▶ _Task to complete_
Gather every line of the entries below that contains the word "black" and copy each of those lines in full. Matching is case-sensitive.

[Entries excerpted from a collection]
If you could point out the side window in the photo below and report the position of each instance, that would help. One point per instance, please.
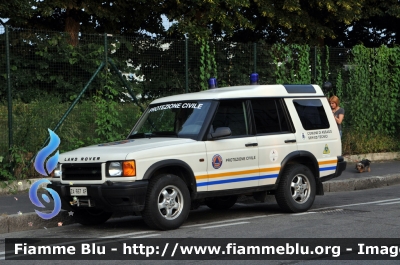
(312, 114)
(269, 116)
(232, 114)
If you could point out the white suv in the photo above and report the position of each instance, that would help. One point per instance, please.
(207, 147)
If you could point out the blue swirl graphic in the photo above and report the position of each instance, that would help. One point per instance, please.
(45, 152)
(35, 200)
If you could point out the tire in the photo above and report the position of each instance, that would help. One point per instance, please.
(221, 203)
(167, 202)
(296, 189)
(91, 216)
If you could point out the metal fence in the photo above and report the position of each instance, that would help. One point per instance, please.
(42, 73)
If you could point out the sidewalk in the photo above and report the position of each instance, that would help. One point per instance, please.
(17, 213)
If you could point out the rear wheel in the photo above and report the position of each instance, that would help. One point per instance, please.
(167, 202)
(296, 190)
(221, 203)
(90, 216)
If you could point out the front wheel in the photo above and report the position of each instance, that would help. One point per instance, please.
(167, 202)
(296, 190)
(91, 216)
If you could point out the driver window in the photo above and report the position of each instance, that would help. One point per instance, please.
(232, 114)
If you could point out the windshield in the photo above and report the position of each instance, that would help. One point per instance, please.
(172, 119)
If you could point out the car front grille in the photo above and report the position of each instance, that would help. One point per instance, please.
(76, 171)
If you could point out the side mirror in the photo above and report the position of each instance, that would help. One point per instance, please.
(220, 132)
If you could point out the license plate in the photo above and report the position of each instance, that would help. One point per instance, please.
(78, 191)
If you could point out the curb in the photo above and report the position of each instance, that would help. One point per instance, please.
(31, 221)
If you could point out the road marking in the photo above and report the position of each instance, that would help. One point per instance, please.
(231, 220)
(151, 235)
(303, 213)
(215, 226)
(129, 234)
(356, 204)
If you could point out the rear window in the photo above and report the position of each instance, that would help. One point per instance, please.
(312, 114)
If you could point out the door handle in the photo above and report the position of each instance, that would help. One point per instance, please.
(252, 144)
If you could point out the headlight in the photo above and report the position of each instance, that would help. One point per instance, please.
(115, 169)
(57, 171)
(122, 169)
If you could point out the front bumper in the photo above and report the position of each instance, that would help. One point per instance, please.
(340, 167)
(109, 196)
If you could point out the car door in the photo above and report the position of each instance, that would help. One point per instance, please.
(232, 162)
(275, 137)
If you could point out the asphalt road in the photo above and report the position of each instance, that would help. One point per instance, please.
(372, 213)
(20, 203)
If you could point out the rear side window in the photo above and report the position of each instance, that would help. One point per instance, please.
(269, 116)
(312, 114)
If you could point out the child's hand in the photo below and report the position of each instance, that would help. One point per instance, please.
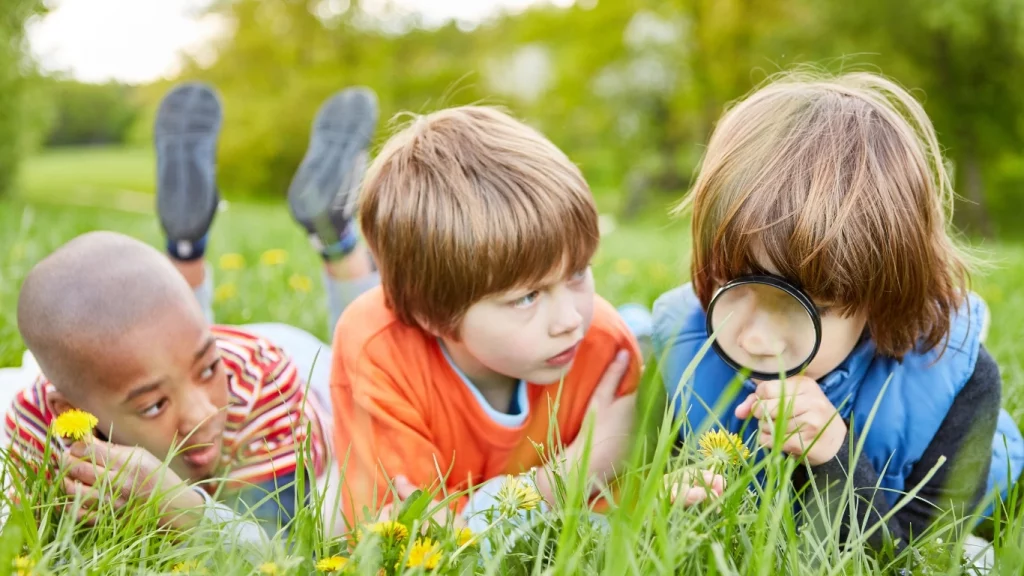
(612, 428)
(813, 419)
(710, 485)
(99, 470)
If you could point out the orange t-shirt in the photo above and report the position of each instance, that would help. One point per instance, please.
(400, 408)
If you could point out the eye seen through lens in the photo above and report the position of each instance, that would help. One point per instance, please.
(764, 325)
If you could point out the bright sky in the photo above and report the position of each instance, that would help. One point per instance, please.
(140, 40)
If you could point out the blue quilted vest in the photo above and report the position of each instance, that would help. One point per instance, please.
(920, 393)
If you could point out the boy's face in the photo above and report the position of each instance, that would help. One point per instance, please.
(530, 333)
(159, 383)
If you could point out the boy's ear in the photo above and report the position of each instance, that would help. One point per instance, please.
(57, 403)
(426, 327)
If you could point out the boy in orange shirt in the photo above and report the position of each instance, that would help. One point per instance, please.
(486, 317)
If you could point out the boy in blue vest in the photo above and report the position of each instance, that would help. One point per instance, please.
(837, 189)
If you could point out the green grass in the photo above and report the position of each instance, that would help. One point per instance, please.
(645, 533)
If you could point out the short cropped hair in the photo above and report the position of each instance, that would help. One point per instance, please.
(841, 183)
(468, 202)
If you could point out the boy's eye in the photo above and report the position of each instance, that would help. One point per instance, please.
(526, 300)
(209, 371)
(155, 409)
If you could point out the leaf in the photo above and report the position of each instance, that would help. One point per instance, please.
(413, 507)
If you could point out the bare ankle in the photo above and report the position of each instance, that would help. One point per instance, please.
(193, 271)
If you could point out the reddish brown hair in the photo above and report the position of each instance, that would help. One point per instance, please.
(466, 203)
(839, 182)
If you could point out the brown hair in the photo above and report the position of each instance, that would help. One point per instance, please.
(468, 202)
(840, 182)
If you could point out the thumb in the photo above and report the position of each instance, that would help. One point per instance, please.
(403, 487)
(743, 410)
(606, 388)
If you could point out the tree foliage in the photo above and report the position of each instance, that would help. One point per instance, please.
(15, 82)
(629, 88)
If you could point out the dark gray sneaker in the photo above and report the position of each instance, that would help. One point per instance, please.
(322, 197)
(185, 136)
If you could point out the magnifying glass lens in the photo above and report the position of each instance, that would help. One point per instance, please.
(767, 327)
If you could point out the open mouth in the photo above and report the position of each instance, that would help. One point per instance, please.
(202, 455)
(564, 357)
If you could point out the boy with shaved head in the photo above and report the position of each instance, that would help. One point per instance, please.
(124, 332)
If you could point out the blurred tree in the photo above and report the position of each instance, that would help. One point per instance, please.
(968, 56)
(15, 67)
(90, 114)
(630, 89)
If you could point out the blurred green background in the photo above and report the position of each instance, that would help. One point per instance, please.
(629, 88)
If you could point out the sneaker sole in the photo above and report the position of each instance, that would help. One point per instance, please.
(185, 135)
(342, 130)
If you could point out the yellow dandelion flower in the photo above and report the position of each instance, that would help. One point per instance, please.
(232, 261)
(273, 257)
(723, 447)
(75, 424)
(390, 529)
(300, 283)
(225, 291)
(333, 564)
(463, 536)
(425, 552)
(625, 266)
(516, 495)
(23, 566)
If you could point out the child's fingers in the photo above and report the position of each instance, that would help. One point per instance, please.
(695, 495)
(714, 481)
(102, 453)
(745, 407)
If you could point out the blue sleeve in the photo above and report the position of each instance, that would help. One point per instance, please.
(272, 503)
(670, 310)
(680, 337)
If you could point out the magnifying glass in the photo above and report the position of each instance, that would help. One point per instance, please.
(764, 325)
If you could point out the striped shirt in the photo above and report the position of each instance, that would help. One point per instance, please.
(269, 415)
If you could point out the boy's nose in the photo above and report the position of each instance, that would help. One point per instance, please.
(199, 413)
(758, 338)
(565, 317)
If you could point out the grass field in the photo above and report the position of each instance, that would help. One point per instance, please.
(70, 192)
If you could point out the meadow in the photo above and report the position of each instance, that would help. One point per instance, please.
(271, 275)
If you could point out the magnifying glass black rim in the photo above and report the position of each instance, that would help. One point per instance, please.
(785, 286)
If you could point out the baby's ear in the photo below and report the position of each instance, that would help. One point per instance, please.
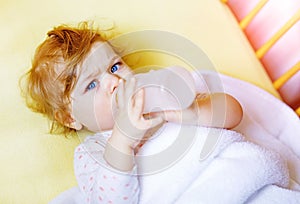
(67, 120)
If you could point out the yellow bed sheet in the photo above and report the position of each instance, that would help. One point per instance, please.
(37, 166)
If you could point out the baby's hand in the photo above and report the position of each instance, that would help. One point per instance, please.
(130, 122)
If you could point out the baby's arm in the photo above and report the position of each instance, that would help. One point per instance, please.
(211, 110)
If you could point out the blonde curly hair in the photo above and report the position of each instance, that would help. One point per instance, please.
(54, 72)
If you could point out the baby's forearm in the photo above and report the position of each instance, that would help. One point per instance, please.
(218, 110)
(211, 110)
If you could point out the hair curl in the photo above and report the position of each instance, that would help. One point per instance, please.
(54, 72)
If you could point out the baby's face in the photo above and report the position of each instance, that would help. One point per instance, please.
(92, 97)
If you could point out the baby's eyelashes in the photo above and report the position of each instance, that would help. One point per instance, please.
(115, 67)
(92, 85)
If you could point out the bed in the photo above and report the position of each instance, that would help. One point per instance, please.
(36, 166)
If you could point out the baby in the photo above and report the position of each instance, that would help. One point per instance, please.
(74, 77)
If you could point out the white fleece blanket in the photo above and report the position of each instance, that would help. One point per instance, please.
(180, 165)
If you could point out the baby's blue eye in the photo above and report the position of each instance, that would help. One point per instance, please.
(115, 67)
(92, 85)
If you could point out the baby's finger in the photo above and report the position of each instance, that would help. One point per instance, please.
(153, 122)
(130, 88)
(120, 95)
(138, 104)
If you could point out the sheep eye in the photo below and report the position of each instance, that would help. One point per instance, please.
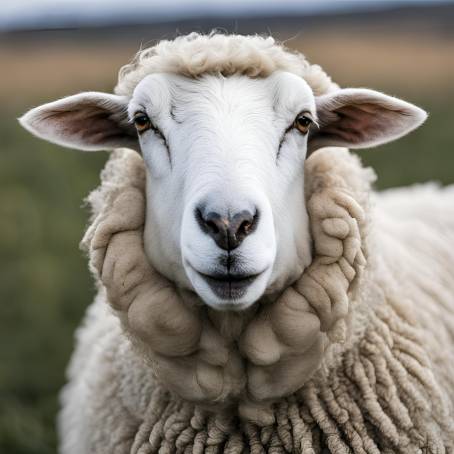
(142, 122)
(303, 122)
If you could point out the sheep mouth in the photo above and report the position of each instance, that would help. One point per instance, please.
(229, 286)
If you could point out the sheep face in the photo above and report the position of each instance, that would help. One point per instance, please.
(225, 159)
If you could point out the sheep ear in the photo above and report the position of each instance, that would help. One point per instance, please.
(362, 118)
(88, 121)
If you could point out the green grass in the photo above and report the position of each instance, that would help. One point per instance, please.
(44, 283)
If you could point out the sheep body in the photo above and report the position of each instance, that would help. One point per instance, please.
(380, 285)
(387, 388)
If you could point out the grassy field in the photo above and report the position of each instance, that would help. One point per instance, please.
(44, 283)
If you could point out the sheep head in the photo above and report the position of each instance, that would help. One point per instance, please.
(224, 216)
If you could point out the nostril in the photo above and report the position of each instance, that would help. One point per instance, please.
(227, 232)
(212, 226)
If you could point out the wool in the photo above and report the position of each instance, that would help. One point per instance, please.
(195, 54)
(355, 356)
(384, 383)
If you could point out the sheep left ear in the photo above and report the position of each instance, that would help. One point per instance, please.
(88, 121)
(361, 118)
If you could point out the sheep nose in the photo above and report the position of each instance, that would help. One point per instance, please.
(227, 231)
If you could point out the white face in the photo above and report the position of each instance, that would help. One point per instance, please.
(225, 204)
(225, 158)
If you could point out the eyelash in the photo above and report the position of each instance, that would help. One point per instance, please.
(293, 126)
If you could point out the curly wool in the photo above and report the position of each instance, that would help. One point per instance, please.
(387, 388)
(195, 54)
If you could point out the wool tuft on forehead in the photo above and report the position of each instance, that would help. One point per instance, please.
(195, 54)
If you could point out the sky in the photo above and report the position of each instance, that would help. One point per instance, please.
(56, 13)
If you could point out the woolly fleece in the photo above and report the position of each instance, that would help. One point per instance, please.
(388, 387)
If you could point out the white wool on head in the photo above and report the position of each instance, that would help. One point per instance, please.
(196, 54)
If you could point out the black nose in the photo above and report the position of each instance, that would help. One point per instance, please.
(227, 231)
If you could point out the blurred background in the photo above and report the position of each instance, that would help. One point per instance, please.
(49, 49)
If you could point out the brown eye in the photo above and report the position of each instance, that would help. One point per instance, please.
(142, 122)
(303, 122)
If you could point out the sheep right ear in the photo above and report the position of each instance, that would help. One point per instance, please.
(88, 121)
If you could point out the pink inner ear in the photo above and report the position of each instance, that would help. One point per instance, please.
(359, 123)
(92, 124)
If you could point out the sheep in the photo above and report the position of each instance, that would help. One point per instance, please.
(255, 295)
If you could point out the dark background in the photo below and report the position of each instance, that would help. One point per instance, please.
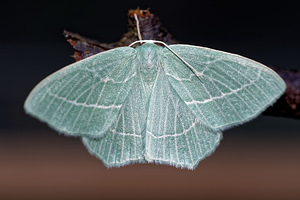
(258, 160)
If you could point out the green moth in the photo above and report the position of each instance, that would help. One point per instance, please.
(153, 103)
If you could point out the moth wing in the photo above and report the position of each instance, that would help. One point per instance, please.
(85, 98)
(174, 135)
(233, 89)
(124, 142)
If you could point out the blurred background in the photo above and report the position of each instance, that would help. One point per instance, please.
(258, 160)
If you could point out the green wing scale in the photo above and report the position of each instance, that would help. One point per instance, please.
(145, 104)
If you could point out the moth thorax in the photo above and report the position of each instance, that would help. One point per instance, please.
(149, 60)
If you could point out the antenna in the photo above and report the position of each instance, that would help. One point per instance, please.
(138, 26)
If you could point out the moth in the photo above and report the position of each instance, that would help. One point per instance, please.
(154, 103)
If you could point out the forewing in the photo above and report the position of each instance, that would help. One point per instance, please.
(174, 135)
(124, 142)
(232, 90)
(84, 98)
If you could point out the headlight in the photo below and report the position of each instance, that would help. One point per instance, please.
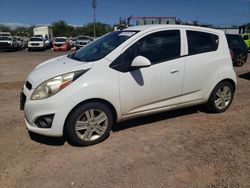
(54, 85)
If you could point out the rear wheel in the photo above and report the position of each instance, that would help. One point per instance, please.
(89, 124)
(241, 59)
(221, 97)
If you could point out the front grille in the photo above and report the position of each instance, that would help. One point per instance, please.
(83, 43)
(28, 85)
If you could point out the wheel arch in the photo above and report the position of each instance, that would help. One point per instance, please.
(109, 105)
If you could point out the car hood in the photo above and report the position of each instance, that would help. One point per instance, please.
(54, 67)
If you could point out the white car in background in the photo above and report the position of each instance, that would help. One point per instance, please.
(126, 74)
(36, 43)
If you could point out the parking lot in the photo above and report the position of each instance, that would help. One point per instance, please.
(183, 148)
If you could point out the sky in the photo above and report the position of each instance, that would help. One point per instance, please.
(79, 12)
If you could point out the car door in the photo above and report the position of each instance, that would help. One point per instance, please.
(201, 62)
(159, 85)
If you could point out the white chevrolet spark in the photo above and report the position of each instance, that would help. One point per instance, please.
(126, 74)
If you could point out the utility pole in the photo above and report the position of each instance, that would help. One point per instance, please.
(94, 7)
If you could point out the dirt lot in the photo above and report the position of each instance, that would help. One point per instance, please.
(184, 148)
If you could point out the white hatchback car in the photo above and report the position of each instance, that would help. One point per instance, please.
(126, 74)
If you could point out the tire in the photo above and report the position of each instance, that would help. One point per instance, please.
(221, 97)
(88, 124)
(241, 59)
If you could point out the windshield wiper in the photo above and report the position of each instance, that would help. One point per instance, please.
(72, 56)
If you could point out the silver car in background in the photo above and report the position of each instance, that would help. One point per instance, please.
(82, 41)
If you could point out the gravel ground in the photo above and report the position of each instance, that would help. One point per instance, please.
(183, 148)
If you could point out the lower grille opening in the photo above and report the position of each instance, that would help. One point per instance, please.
(44, 121)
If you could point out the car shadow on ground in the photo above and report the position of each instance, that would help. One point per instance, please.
(245, 76)
(157, 117)
(52, 141)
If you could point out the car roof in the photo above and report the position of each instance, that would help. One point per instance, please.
(169, 26)
(61, 38)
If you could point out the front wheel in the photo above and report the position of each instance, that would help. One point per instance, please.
(89, 124)
(221, 97)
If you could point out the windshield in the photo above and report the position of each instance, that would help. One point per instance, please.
(36, 39)
(60, 40)
(5, 38)
(102, 46)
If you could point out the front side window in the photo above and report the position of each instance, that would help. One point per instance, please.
(157, 47)
(201, 42)
(101, 47)
(160, 46)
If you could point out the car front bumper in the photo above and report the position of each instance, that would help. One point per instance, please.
(34, 109)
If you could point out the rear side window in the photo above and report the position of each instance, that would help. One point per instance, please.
(234, 40)
(201, 42)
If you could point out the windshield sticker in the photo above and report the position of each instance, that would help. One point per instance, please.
(127, 34)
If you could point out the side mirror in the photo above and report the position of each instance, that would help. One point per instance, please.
(140, 62)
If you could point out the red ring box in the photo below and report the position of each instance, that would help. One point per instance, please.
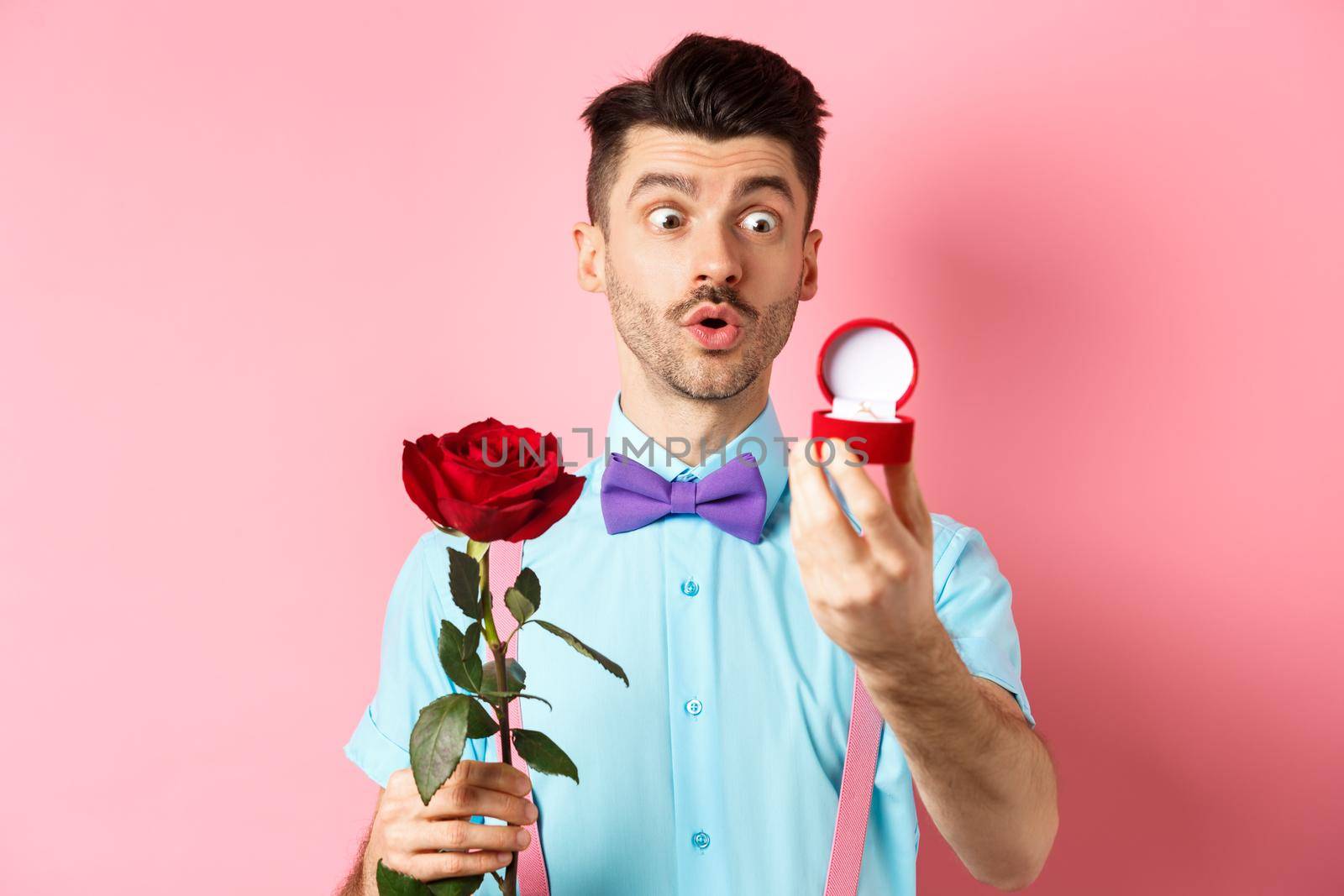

▶ _Task solution_
If you could point out the magnifying glass black rim in the photo above and report the position of each instance, that would help. One point per instance, please.
If you could point out the black nose in the photo above and report the position of each instance, that would help. One point per instance, please.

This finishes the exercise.